- WORK INSTRUCTIONS -
Beginning at the line that contains "Detect any visible american goldfinch." and continuing through the end of the records, write those lines out again with the requests included. Multiply every bounding-box coordinate in the answers by 1.4 and round each result to a whole number, rounding halves up.

Box-labeled dataset extracts:
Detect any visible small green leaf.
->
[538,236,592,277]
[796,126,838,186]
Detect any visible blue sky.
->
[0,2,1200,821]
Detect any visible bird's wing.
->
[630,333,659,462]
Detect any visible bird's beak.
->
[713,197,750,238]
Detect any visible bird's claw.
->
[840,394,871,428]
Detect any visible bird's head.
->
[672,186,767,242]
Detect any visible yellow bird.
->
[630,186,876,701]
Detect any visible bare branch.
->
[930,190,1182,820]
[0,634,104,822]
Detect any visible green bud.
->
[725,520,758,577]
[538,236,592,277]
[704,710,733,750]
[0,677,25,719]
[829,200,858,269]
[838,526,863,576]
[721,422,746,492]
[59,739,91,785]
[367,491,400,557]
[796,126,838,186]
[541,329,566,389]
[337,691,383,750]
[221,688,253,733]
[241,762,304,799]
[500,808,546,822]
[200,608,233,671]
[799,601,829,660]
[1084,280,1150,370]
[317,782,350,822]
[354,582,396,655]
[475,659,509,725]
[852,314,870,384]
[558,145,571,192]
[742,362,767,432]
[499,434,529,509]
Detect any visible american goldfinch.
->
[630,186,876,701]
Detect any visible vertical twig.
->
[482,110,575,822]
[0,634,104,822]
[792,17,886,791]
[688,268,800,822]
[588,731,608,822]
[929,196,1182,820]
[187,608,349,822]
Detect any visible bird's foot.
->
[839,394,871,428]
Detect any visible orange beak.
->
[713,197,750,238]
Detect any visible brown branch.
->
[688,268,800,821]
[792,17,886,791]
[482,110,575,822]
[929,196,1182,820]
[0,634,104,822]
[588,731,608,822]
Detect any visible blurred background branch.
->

- IN RESPONSE -
Detect any visible american goldfinch.
->
[882,260,1226,981]
Detect any visible vertical twig.
->
[675,154,805,1151]
[0,888,146,1151]
[1109,24,1240,1107]
[963,375,1120,1151]
[823,1023,851,1151]
[1301,274,1655,1148]
[262,851,489,1151]
Detect any visible bird's foot.
->
[1175,552,1219,599]
Detect any visible orange beak.
->
[998,276,1050,333]
Detect any visible brown branch.
->
[963,375,1120,1149]
[1109,24,1240,1107]
[675,154,805,1151]
[1301,274,1655,1148]
[0,888,146,1151]
[823,1023,851,1151]
Detect any visible blurred background branch.
->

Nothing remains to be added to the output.